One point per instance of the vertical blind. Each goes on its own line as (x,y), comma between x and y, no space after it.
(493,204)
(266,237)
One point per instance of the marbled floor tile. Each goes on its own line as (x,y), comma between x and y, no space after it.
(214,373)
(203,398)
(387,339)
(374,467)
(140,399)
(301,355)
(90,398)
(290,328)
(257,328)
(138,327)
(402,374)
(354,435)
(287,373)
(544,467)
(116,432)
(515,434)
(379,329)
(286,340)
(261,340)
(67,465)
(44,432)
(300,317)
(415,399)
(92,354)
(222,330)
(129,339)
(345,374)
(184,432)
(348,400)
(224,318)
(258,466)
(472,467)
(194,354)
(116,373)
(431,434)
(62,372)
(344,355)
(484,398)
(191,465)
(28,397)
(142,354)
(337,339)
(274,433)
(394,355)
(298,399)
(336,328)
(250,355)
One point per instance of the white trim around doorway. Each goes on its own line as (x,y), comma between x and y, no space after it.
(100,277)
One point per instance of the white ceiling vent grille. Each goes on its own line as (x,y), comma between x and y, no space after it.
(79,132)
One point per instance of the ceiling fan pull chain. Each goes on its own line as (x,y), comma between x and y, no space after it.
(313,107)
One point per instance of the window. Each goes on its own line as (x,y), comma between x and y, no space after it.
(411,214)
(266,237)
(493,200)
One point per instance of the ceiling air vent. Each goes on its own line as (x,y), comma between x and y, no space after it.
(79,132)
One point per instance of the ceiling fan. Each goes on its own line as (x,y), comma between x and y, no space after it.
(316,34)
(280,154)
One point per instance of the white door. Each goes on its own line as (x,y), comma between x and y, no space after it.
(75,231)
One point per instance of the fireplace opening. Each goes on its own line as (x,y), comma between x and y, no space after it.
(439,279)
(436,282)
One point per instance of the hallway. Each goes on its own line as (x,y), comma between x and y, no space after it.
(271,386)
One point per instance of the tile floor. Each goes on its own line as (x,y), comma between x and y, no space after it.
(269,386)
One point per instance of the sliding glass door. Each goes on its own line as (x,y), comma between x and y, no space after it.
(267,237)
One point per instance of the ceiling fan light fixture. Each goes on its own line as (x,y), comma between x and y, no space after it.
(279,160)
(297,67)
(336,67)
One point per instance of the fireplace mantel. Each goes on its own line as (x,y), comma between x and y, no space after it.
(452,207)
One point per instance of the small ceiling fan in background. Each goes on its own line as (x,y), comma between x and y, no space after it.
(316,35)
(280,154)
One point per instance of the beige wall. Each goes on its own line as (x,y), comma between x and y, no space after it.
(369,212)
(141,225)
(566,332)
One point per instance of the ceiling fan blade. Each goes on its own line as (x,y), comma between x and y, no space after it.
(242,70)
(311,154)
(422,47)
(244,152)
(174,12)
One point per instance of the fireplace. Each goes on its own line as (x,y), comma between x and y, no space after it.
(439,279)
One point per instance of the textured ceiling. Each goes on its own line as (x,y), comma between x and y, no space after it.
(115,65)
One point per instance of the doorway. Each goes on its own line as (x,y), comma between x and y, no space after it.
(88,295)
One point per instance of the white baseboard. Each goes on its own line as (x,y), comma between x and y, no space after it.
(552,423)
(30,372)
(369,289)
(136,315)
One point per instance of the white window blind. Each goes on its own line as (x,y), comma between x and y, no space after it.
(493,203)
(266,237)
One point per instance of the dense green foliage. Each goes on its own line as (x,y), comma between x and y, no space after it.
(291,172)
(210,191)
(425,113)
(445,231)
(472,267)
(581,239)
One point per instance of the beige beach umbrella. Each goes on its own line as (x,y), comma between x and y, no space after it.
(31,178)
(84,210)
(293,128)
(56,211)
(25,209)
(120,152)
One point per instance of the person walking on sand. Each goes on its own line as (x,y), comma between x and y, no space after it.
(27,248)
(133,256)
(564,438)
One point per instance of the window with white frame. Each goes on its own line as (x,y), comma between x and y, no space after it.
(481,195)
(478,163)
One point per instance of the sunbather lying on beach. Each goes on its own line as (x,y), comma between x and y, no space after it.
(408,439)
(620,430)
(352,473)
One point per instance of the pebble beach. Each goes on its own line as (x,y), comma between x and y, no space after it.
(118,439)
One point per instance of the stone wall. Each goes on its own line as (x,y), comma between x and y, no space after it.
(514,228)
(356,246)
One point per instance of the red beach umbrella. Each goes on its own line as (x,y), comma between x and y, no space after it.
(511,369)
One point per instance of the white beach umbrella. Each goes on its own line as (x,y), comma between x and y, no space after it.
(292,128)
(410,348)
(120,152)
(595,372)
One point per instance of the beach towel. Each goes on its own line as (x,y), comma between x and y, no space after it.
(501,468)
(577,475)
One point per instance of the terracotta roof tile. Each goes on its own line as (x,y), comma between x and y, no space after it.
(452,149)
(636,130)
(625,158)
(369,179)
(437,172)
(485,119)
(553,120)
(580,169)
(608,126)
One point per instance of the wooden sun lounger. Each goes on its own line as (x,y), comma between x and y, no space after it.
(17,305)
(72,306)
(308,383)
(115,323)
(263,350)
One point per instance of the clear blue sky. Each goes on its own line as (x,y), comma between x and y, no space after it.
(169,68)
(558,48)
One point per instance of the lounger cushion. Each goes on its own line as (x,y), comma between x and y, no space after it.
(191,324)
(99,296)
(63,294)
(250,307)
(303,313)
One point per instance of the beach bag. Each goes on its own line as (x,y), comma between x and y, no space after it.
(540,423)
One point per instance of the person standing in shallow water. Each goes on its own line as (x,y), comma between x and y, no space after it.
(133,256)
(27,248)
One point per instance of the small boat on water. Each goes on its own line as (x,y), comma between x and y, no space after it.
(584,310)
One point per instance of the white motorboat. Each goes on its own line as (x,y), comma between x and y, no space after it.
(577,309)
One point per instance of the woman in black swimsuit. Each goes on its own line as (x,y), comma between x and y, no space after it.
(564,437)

──────────

▸ Task
The reply should consist of the records, reproduced exactly.

▸ Exercise output
One point per instance of the vertical blind. Each goes on its own line as (x,y), comma between x and y, no space after it.
(493,204)
(266,237)
One point per instance of the marbled floor tile. Each goes on its own line as (x,y), comma between x and y, no space after it.
(214,373)
(203,398)
(387,339)
(374,467)
(140,399)
(301,355)
(90,398)
(290,328)
(257,328)
(138,327)
(402,374)
(354,435)
(287,373)
(544,467)
(116,432)
(515,434)
(379,329)
(286,340)
(261,340)
(67,465)
(44,432)
(300,317)
(415,399)
(92,354)
(222,330)
(129,339)
(345,374)
(184,432)
(348,400)
(224,318)
(258,466)
(472,467)
(194,354)
(116,373)
(431,434)
(62,372)
(344,355)
(484,398)
(191,465)
(28,397)
(142,354)
(337,339)
(274,433)
(394,355)
(298,399)
(336,328)
(250,355)
One point per instance of the white trim around doorway. Each goes on its own line as (x,y), comma between x and y, no space after it.
(100,277)
One point per instance of the white ceiling vent grille. Each goes on its own line as (x,y), comma between x and y, no space after it.
(79,132)
One point per instance of the ceiling fan pull chain. Each goes on its own line as (x,y), comma between x and y, no space after it.
(313,107)
One point per instance of the window. Each goes on its own line as (x,y), comma between x and y, no space after it.
(411,214)
(266,237)
(493,200)
One point per instance of the ceiling air vent. Each goes on its own line as (x,y), comma between x and y, no space after it.
(79,132)
One point per instance of the ceiling fan. Each goes on its own line as (x,y), comma between x and y, no space after it.
(316,34)
(280,154)
One point per instance of the white door. Each goes on its own line as (x,y), comma between x and y, no space after it.
(75,231)
One point per instance of the fireplace opening. Each goes on its own line as (x,y), comma between x and y, no space after it.
(439,279)
(436,282)
One point per instance of the hallway. Each goes on its own line as (x,y), comma between x and y, no space after it.
(271,386)
One point per instance of the tile floor. Each goes on its own line as (x,y), comma between x and y, no space after it.
(269,386)
One point per instance of the sliding glass door. Each goes on its own line as (x,y), comma between x and y, no space after it.
(267,237)
One point per instance of the ceiling fan light fixture. Each goes on its own line as (x,y), comma between x and y, no space after it.
(279,160)
(297,67)
(336,67)
One point per instance of the fireplace mantel. Each goes on its own line as (x,y), comma between x and y, no space after it.
(452,207)
One point per instance of the small ceiling fan in background. Each goes on its own line as (x,y), comma between x and y, no space after it.
(316,35)
(280,154)
One point per instance of the beige wall. Each goes on its own line as (x,y), comma between x and y, no space after it.
(369,212)
(141,225)
(566,332)
One point per instance of the ceiling fan blade. Each goes on its own line as (x,y), comma between x and y, no space after it.
(242,70)
(311,154)
(422,47)
(244,152)
(174,12)
One point per instance of the fireplace. Each goes on its own line as (x,y), comma between x and y, no space after it.
(439,279)
One point per instance of the textured ceiling. Each goes on its own line as (x,y), comma between x and y, no space after it.
(115,65)
One point per instance of the doorway. Each goes on its own line as (x,y), comma between x and y, no space after it.
(88,295)
One point per instance of the white baseboard. Each goes on its own line as (x,y), comma between x and y, no space after it.
(552,423)
(30,372)
(369,289)
(136,315)
One point per instance of the white window blind. Each goes on its own line as (x,y), comma between x and y, no space after it.
(493,203)
(266,237)
One point per instance of the dense green foliage. Each goes on its own line as (x,y), comma between x and y, no space after it.
(291,172)
(210,191)
(425,113)
(445,231)
(472,267)
(581,239)
One point per instance of the beige beach umbrella. Each goes on its own line as (x,y), comma between x and y, no space after it.
(31,178)
(84,210)
(293,128)
(56,211)
(25,209)
(120,152)
One point per instance of the person walking on sand. Each goes on its own line as (x,y), comma between x and y, no space after it.
(27,248)
(133,256)
(564,438)
One point per instance of the window with white frame. Each goes on its own line as (x,y), comma between x and y, no space after it.
(481,195)
(478,163)
One point per instance of the sunbather lying on beach. Each goes on its own line as (x,y), comma between x and y, no space after it.
(408,439)
(620,430)
(352,473)
One point per instance of the pebble beach. Each goes on its own line as (x,y), comma between x and y, no space after it.
(118,439)
One point per instance of the stone wall. Each goes on its own line as (x,y), comma between x and y, no space after it.
(514,228)
(356,246)
One point per instance of the red beach umbrella. Each goes on its own line as (x,y), comma between x and y, no space after it.
(511,369)
One point per instance of the white beach umbrella. Each goes on its own line as (x,y), comma between x and y, no space after it.
(292,128)
(410,348)
(120,152)
(595,372)
One point per instance of the beach towel. Each goes on its own line as (x,y), comma between x and y, no space after it.
(501,468)
(577,475)
One point per instance of the terracotta roof tile. Each goes on its own line as (x,y), comma between x and y, no space after it.
(452,149)
(636,130)
(625,158)
(369,179)
(437,172)
(485,119)
(553,120)
(580,169)
(608,126)
One point per instance of the wooden sun lounger. Each goes on its own line as (x,y), comma between x and y, no space after it.
(17,305)
(72,306)
(308,383)
(115,323)
(263,350)
One point per instance of the clear blue sky. Each goes on its own line as (x,y), comma between x and y, no space after it.
(169,68)
(558,48)
One point per instance of the lounger cushion. Each goes on its own line as (x,y), comma between x and y, no space after it.
(191,324)
(99,296)
(63,294)
(250,307)
(303,313)
One point per instance of the beach bag. Each goes on its own line as (x,y), comma between x and y, no space after it.
(540,423)
One point per instance of the person standing in shallow water. Each goes on its own line as (x,y), comma between x and y, no space after it.
(133,256)
(27,248)
One point per instance of the small boat on water. Each goes on its own line as (x,y), comma between x and y, no space after it.
(584,310)
One point per instance of the white motorboat. Each goes on its own line as (x,y), comma between x and y, no space after it.
(577,309)
One point per instance of the woman in black swimsuit. Each goes on its own line as (x,y), comma between x and y, no space after it.
(564,437)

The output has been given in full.